Wybrany fragment:
Skocz do zawartości
Polski Portal Literacki

Rekomendowane odpowiedzi

Opublikowano

cisza przeciąga się
jak kot mruży oczy
z kluczem wiolonczelowym w ustach
czekamy
z uderzeniem w struny

kaligrafia pierwszej nuty

głosu tony
targamy
ósemki i szesnastki
to w moją
to w twoją
stronę pięciolinii
poszarpane
i dźwięki

wystarczająco miejsca
aby się schować
być razem w takt
wybijać pozornie

linię jak linę rzucamy
trzymamy- mocno oboje
końca

Opublikowano

Pathe... czytam Twój wiersz po raz któryś.. i jakiś niedosyt czuję... zmieniłabym troszkę, tylko czy trafnie...? W środku wiersza jest ...poszarpane i dżwięki... czy to "i" potrzebne..?
Zakończenie... jeśli mowa wyżej o pięciolinii, to dlaczego użyłas słowa.. linię...?
Trzymamy mocno oboje końca... dla mnie nie brzmi to poprawnie, może przestawić nieco..?
Skoro mowa o tej linie, trzymanej przez dwoje .. to może struny czasu...?.. buu...:(
No i sam zapis... nie chcę się wymądrzać, ale zmieniłabym.
Serdecznie pozdrawiam...:)

Opublikowano

Heh, a ja dokładnie na odwrót w stosunku do mojej szanownej przed-komentatorki:)
Bardzo lubię takie artystyczne klimaty z pogranicza poezji, muzyki i kaligrafii, tej niezwykłej,
a w Europie już niemal zapomnianej sztuki. Dodatkowo treść jest dla mnie znów klarowna
i intrygująca - a zatem tylko przyklasnąć takiemu koncertowi. Chetnie będę wracać
do tego wiersza:) Pozdrawiam serdecznie, pathe, i mogę wam akompaniować na grzebieniu:)

Opublikowano

Jeżeli miało wyjśc brzmieniowo - to wyszło.
Późno, ale zawsze na czas :)
Dobre.
Pozdrawiam.

(PS - już tak na marginesie - warto tez popracowac nad taką dokładną organizacją brzmieniową, szczególnie w tego typu wierszach - to jest trudna rzecz, ale czemu nie ?)

Opublikowano

Zaloguj się, aby zobaczyć zawartość.


a na nerwach? pliss wolę nerwy bo są intrygujace- more od grzebienia. w sumie może i wyjdzie na jedno. grzebień i nerwy.

Wpisy wskazujące oznaczone obiekty:
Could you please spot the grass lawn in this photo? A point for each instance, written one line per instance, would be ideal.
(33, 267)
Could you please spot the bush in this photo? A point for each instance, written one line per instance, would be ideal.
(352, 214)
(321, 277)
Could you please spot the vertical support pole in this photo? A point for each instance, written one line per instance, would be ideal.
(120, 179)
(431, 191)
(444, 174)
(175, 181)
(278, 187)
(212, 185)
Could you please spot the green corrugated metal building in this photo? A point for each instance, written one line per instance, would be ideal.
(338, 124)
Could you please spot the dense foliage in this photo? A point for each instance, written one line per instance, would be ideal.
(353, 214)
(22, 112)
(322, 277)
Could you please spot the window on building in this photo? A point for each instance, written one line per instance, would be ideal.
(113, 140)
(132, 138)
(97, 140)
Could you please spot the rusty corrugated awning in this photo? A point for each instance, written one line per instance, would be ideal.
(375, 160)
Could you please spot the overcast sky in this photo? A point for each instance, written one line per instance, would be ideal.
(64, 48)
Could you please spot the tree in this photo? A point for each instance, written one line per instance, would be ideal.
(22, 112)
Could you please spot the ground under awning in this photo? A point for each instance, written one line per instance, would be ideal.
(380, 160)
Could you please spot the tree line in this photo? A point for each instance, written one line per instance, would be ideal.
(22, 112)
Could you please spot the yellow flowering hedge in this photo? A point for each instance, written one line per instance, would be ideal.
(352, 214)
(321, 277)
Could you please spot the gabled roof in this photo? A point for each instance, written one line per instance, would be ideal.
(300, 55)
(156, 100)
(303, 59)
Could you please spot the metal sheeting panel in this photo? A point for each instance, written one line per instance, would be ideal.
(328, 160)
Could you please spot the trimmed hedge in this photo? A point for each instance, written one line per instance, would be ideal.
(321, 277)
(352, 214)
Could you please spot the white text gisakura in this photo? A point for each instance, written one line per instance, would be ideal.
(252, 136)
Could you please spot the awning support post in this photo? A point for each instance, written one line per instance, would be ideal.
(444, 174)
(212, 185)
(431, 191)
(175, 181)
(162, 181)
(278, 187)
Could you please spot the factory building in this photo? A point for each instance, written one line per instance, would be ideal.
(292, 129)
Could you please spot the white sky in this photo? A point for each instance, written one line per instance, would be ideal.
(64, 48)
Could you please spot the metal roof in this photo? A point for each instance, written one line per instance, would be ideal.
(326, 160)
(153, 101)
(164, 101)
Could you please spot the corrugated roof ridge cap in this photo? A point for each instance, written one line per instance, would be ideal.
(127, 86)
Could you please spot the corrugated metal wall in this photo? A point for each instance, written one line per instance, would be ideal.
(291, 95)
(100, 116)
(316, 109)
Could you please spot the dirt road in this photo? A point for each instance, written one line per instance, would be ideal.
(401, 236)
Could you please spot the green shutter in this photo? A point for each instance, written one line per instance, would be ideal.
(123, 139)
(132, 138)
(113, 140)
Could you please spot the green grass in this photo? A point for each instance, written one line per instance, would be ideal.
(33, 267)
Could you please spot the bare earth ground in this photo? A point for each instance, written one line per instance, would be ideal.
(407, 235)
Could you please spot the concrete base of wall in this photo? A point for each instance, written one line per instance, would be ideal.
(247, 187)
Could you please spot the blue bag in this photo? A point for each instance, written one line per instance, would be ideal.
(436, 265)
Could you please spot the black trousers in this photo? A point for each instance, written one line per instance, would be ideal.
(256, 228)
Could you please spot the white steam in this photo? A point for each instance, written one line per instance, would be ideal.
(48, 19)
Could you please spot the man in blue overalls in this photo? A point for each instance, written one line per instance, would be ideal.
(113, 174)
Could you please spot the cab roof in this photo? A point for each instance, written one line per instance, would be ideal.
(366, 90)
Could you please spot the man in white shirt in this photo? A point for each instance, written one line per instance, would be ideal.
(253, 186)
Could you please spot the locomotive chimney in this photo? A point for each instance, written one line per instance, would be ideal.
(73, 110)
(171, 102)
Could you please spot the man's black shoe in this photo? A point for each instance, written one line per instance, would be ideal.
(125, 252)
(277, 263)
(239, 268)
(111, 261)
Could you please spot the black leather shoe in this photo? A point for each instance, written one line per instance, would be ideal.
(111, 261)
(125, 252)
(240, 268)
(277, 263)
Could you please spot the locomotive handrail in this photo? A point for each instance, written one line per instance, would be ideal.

Krótkie polecenie: Przepisz, proszę, dokładnie część wybranego fragmentu od słów „Pathe... czytam Twój” do słów „Serdecznie pozdrawiam...:)”, wliczając oba krańce. Opieraj się wyłącznie na wybranym fragmencie.

Rozwiązanie pisemne:
Pathe... czytam Twój wiersz po raz któryś.. i jakiś niedosyt czuję... zmieniłabym troszkę, tylko czy trafnie...? W środku wiersza jest ...poszarpane i dżwięki... czy to "i" potrzebne..?
Zakończenie... jeśli mowa wyżej o pięciolinii, to dlaczego użyłas słowa.. linię...?
Trzymamy mocno oboje końca... dla mnie nie brzmi to poprawnie, może przestawić nieco..?
Skoro mowa o tej linie, trzymanej przez dwoje .. to może struny czasu...?.. buu...:(
No i sam zapis... nie chcę się wymądrzać, ale zmieniłabym.
Serdecznie pozdrawiam...:)